# START OF Extracted text
Some quotes that explain his thinking about the power of reading body language which he defines as those fleeting unconscious signals we all send off
Quotes From Visible Thought by Geoffrey Beattie
( Routledge 2003)
“I will argue that (the movements of the arms and hands) provide us with a glimpse of our hidden unarticulated thoughts”
Of course there have been books on body language in the past but they tend to focus on slow behaviours”
How do we identify the very brief facial expressions, which flit across the human face in interaction? What about the very quick movement of the hands and arms?
Big Brother constitutes and rich source of multi layered interaction
Voluntary or deliberate facial, movements, like false smiles, are controlled by the cerebral hemispheres and show an asymmetry in their expression on the face as a result of this. Involuntary facial movements that reflect real emotion, such as genuine smiles are controlled by lower or more primitive areas of the brain.
The hands represent the human mind in action. They provide us with a window on the human mind, where we can glimpse some of the unarticulated thinking that goes along with speech.
The claim that human beings use two separate languages (verbal and gestural) each with its own function may simply not be correct
We can, potentially discriminate between unconscious movements produced naturally by the brain and those that are produced consciously or deliberately by television presenters or people ‘acting’ in every day life.
Sapir argues for the existence of a collective unconscious, that is a set of rules or grammar, which everyone applies in bodily expression without being able to make the rules explicit.
# END OF Extracted text
# START OF Given material
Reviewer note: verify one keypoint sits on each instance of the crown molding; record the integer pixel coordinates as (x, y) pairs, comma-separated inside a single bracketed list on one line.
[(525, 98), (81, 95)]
# END OF Given material
To do ::
A) In the Visible Thought quotes, what controls involuntary facial movements that reflect real emotion?
B) Please repeat the Visible Thought quotes between "Of course there" and "along with speech.", inclusive.

Solved tasks ::
A) Lower or more primitive areas of the brain.

B)
Of course there have been books on body language in the past but they tend to focus on slow behaviours”
How do we identify the very brief facial expressions, which flit across the human face in interaction? What about the very quick movement of the hands and arms?
Big Brother constitutes and rich source of multi layered interaction
Voluntary or deliberate facial, movements, like false smiles, are controlled by the cerebral hemispheres and show an asymmetry in their expression on the face as a result of this. Involuntary facial movements that reflect real emotion, such as genuine smiles are controlled by lower or more primitive areas of the brain.
The hands represent the human mind in action. They provide us with a window on the human mind, where we can glimpse some of the unarticulated thinking that goes along with speech.